** The exercise **
Write out, exactly as they appear, only the lines running from the line with "Identify one point on each instance of the curb" to the final line of the listing; include both.

** Supplied records **
--- begin ---

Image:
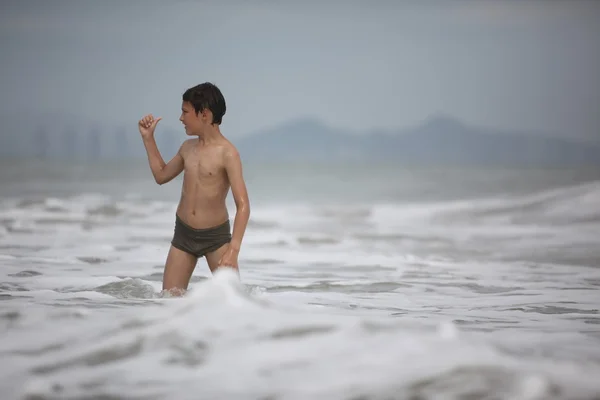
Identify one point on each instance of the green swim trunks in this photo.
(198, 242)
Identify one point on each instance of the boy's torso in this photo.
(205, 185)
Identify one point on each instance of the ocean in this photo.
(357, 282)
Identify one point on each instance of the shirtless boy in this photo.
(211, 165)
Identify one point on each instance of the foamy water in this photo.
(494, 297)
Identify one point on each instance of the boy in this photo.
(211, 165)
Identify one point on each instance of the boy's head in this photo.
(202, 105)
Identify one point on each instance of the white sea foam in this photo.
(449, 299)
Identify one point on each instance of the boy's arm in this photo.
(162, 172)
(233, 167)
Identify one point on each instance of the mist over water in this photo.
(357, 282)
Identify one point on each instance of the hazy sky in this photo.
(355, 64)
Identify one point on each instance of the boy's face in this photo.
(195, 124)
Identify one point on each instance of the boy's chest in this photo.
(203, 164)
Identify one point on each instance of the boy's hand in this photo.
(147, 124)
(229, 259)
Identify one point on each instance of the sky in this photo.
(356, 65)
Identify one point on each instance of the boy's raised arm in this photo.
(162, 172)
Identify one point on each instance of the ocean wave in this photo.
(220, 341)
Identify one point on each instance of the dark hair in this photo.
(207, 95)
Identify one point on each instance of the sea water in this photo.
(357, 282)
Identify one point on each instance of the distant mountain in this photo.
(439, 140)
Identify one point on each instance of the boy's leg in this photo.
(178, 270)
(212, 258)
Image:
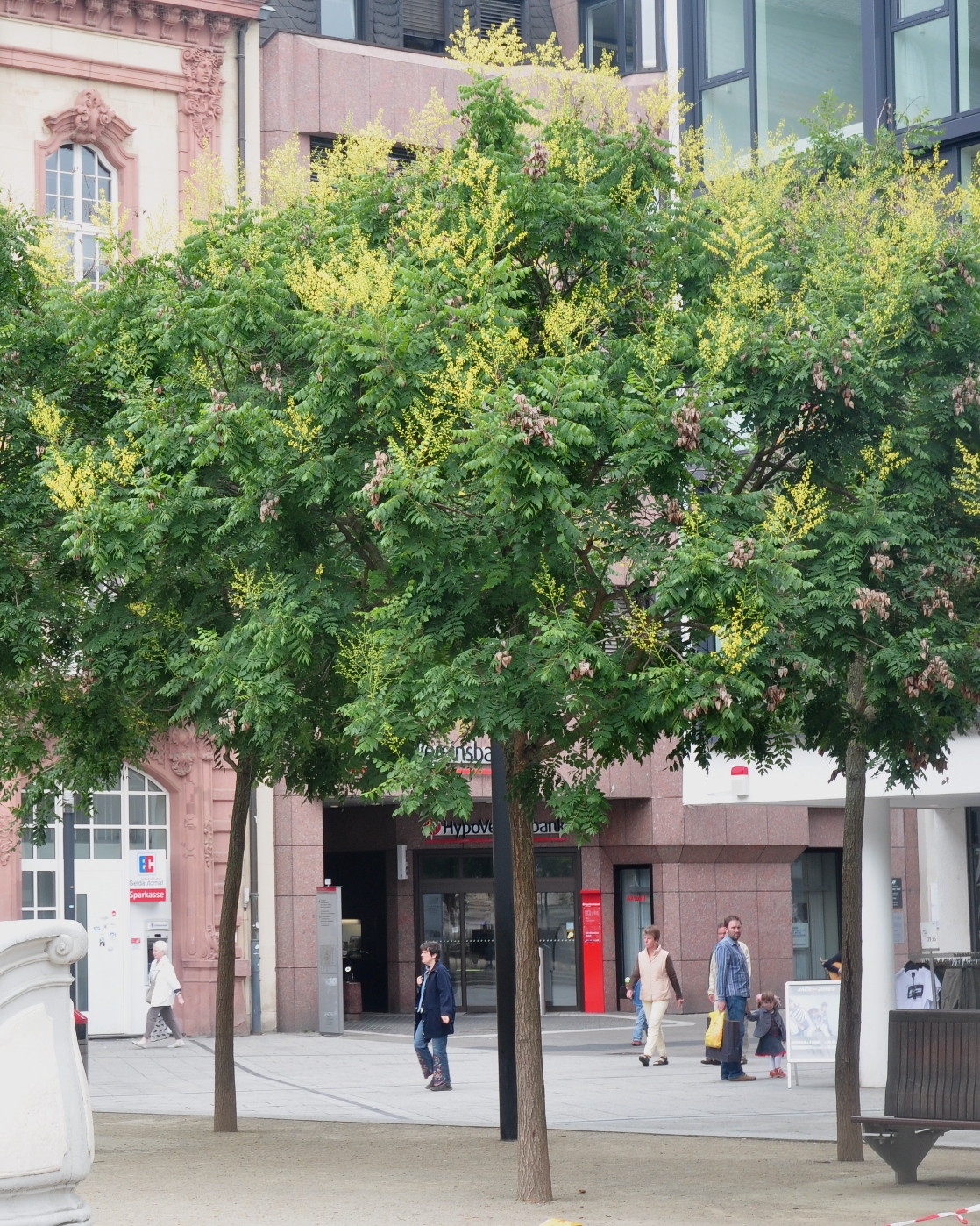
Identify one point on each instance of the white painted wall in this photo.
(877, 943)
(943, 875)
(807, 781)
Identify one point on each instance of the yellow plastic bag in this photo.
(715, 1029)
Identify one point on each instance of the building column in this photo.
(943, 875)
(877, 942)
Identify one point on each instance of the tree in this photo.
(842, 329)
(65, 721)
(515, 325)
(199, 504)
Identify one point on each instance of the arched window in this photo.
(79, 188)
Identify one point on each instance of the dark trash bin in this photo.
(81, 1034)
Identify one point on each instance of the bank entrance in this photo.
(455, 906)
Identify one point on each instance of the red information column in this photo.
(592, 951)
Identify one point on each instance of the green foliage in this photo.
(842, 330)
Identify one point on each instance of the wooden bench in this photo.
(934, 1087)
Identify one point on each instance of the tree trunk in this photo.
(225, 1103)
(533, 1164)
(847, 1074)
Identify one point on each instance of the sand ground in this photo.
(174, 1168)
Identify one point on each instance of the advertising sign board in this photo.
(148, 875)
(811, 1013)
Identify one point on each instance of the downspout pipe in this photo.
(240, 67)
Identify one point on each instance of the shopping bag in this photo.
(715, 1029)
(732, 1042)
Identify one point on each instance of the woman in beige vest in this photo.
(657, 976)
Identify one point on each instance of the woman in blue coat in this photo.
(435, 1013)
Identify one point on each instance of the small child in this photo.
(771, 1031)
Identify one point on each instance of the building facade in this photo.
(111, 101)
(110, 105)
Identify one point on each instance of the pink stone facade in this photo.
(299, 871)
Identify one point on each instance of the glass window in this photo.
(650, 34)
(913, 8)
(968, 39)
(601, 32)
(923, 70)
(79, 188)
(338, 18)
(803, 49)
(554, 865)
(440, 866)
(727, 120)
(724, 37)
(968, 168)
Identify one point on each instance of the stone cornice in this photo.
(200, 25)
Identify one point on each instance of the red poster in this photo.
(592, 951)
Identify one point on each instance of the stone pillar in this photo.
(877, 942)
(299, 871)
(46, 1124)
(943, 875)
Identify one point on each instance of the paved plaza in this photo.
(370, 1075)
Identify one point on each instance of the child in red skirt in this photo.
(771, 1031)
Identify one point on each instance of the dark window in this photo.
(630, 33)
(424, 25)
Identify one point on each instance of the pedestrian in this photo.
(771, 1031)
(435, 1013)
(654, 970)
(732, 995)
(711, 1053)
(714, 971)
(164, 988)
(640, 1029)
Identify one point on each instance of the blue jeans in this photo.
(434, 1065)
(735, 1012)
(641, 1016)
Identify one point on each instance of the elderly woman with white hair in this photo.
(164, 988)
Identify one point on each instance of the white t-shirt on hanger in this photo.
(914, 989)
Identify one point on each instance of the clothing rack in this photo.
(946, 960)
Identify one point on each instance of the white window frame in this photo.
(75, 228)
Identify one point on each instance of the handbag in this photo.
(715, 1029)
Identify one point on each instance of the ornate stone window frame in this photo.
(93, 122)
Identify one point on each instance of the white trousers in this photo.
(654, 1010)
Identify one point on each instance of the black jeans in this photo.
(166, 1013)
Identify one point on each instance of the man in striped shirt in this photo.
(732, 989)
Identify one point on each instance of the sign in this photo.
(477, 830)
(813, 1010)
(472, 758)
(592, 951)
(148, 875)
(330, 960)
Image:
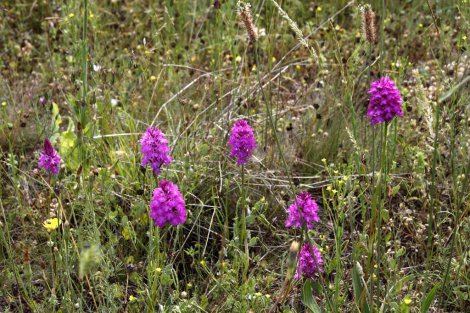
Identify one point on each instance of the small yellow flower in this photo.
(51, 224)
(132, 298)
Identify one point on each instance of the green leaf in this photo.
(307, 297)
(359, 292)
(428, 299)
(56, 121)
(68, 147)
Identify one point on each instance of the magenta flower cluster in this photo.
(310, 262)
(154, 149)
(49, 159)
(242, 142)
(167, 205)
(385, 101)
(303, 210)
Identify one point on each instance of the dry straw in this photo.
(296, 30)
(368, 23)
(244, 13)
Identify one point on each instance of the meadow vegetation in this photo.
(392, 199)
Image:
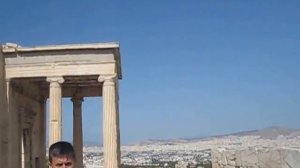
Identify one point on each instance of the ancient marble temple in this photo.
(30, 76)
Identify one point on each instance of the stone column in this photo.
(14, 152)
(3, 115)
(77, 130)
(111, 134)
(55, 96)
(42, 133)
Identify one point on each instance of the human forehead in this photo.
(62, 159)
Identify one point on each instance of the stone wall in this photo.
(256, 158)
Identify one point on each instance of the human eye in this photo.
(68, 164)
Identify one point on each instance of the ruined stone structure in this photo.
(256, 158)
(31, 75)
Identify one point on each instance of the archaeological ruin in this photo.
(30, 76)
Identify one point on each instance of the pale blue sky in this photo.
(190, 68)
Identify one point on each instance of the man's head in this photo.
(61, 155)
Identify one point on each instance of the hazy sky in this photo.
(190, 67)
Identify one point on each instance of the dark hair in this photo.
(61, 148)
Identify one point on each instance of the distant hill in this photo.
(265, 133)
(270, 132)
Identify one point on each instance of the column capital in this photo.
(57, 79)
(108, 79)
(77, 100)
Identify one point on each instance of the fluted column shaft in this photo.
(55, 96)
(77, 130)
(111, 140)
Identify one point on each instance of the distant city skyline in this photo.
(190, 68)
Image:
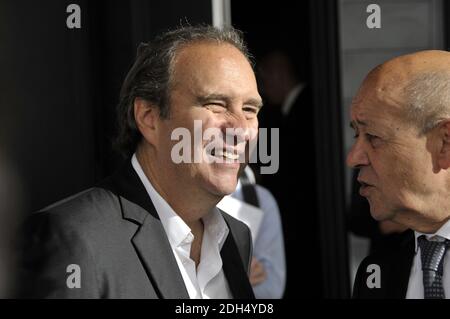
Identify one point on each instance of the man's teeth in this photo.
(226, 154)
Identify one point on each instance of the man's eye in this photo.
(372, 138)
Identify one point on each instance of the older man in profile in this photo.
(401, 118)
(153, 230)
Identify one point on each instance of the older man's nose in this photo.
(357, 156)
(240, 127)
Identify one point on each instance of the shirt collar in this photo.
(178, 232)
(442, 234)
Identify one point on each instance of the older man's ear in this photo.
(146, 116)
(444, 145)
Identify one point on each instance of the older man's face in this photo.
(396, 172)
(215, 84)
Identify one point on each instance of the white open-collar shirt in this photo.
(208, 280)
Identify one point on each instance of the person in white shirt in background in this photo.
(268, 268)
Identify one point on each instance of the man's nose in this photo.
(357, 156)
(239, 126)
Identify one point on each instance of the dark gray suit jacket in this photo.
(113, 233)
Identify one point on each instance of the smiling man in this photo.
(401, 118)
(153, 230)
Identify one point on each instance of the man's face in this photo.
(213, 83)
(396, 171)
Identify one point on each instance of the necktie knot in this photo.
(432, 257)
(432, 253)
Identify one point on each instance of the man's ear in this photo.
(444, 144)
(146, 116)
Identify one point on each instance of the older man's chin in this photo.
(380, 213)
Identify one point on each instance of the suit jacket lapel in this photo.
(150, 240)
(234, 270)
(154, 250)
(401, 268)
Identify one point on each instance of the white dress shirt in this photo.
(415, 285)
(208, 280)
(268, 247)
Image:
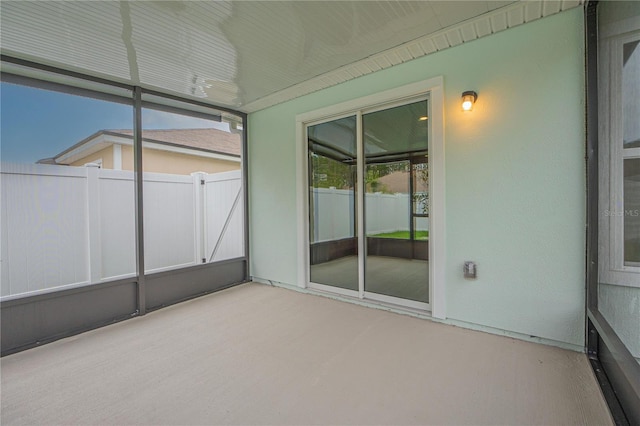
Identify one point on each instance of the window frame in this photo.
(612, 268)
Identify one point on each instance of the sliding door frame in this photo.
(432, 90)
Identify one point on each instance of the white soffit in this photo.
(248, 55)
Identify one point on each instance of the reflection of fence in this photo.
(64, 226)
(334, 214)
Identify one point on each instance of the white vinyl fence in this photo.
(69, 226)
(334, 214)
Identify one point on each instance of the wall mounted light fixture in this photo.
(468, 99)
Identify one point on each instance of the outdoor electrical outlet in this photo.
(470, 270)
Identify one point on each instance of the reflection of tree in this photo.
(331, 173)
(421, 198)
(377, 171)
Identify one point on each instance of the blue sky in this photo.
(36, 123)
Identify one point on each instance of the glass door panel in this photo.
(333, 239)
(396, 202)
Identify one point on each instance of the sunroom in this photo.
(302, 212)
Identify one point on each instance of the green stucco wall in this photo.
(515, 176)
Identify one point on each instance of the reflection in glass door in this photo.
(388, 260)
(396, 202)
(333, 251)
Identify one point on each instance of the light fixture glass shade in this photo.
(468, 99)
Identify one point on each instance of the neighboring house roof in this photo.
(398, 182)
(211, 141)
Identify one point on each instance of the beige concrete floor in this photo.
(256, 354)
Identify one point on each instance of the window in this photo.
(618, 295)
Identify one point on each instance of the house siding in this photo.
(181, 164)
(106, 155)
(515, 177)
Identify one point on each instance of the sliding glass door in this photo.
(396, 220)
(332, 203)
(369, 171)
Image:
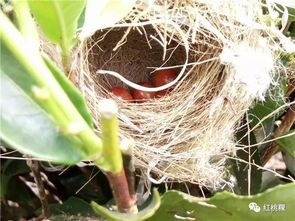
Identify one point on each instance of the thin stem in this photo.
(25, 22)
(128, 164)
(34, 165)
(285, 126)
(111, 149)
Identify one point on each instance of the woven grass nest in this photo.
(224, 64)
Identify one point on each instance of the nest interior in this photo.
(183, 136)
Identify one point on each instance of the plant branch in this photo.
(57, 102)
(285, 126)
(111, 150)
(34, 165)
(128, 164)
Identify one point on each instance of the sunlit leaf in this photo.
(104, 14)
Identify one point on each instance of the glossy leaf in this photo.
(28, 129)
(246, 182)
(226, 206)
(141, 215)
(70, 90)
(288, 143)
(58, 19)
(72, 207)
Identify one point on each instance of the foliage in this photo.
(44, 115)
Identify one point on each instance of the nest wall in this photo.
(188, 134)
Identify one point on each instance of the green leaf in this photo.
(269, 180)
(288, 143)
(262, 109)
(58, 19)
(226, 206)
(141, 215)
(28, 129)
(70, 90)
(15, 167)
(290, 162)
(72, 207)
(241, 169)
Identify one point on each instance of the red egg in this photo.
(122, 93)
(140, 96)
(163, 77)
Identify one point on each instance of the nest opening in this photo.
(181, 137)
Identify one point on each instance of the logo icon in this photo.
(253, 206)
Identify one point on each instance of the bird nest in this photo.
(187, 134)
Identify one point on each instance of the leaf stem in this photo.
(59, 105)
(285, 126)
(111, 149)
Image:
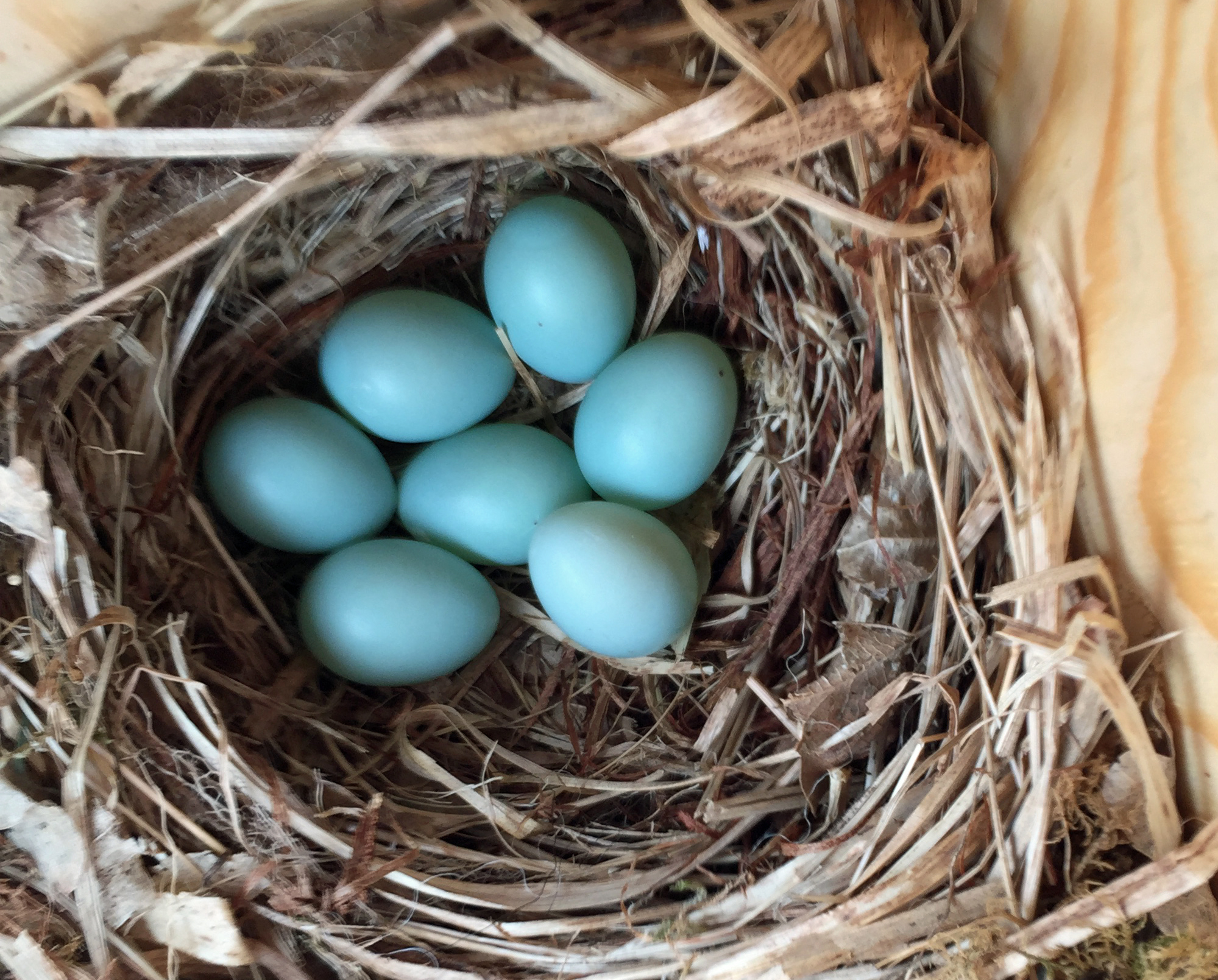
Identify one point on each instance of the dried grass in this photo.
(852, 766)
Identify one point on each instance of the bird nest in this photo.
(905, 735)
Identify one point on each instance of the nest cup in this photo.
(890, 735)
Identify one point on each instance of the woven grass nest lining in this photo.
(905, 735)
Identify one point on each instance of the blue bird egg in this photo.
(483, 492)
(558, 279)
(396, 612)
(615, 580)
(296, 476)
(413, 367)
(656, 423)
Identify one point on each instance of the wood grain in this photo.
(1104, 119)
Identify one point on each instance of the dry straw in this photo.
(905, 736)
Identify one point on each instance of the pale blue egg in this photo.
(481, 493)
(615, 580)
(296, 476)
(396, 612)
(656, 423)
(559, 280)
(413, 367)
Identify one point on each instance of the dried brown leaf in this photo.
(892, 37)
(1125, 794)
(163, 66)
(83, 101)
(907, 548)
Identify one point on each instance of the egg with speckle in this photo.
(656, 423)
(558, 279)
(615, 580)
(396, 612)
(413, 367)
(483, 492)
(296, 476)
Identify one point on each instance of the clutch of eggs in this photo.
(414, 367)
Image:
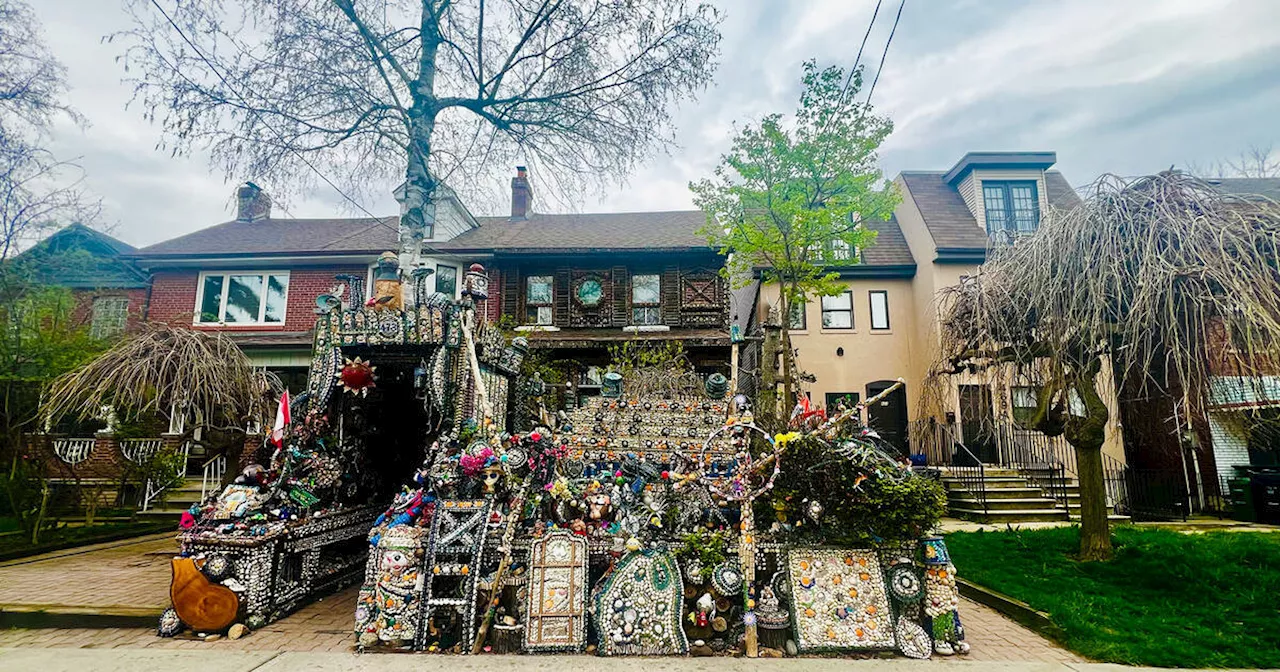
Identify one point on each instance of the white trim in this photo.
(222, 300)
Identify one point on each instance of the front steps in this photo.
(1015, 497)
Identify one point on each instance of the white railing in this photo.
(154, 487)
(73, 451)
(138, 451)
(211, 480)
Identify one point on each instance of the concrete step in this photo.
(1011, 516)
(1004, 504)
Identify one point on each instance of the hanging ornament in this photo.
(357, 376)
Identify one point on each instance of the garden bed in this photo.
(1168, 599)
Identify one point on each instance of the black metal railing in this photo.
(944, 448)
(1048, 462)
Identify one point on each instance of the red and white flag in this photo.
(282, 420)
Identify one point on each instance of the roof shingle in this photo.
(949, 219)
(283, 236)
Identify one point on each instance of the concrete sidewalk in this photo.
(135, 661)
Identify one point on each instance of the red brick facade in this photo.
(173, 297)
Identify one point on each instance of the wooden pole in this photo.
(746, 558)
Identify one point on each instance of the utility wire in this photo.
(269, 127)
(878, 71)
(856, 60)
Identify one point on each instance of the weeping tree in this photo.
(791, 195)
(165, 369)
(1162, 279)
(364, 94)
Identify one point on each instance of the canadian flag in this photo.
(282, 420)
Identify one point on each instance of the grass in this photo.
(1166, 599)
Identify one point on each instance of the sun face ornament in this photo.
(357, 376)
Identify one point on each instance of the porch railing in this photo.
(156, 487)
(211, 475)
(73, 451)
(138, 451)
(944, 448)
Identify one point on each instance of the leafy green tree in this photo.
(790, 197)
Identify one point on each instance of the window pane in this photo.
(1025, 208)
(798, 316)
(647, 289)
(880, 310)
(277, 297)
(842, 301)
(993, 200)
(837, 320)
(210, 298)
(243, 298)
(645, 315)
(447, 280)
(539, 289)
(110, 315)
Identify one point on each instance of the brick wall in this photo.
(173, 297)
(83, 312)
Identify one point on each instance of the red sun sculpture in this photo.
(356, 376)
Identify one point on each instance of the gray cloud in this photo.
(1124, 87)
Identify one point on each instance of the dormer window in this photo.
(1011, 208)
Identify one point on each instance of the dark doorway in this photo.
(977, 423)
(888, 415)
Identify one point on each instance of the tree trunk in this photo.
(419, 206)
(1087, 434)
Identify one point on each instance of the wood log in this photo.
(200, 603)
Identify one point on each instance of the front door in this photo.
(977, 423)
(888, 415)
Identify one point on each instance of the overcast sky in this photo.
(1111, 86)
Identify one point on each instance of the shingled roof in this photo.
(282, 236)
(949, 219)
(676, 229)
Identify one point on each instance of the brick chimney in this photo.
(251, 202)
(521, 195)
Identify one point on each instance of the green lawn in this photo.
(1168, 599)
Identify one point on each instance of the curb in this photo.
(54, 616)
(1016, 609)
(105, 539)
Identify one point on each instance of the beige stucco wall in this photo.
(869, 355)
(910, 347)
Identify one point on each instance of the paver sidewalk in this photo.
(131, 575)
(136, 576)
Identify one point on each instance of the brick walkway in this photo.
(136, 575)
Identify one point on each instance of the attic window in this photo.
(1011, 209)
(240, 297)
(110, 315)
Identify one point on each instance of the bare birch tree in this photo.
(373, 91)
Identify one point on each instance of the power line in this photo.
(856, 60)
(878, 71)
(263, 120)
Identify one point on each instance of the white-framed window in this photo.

--- end ---

** Correct response **
Identify one point on each instance of the curb in this photo.
(54, 616)
(1016, 609)
(105, 539)
Identify one point on each instance of the beige stucco wall in this photo.
(869, 355)
(910, 347)
Identify one point on each instance of the paver sidewalk in this photo.
(131, 575)
(136, 576)
Identify one point on each instance of the brick walkway in this photo.
(136, 575)
Identify one point on each instance of the attic window in this photo.
(1011, 209)
(240, 297)
(110, 315)
Identify one point on each instance of the bare birch tree in this photo.
(373, 91)
Identify one point on each instance of the power line in this photo.
(856, 60)
(878, 71)
(263, 120)
Identify one point on each instance of the white-framed window in this photo.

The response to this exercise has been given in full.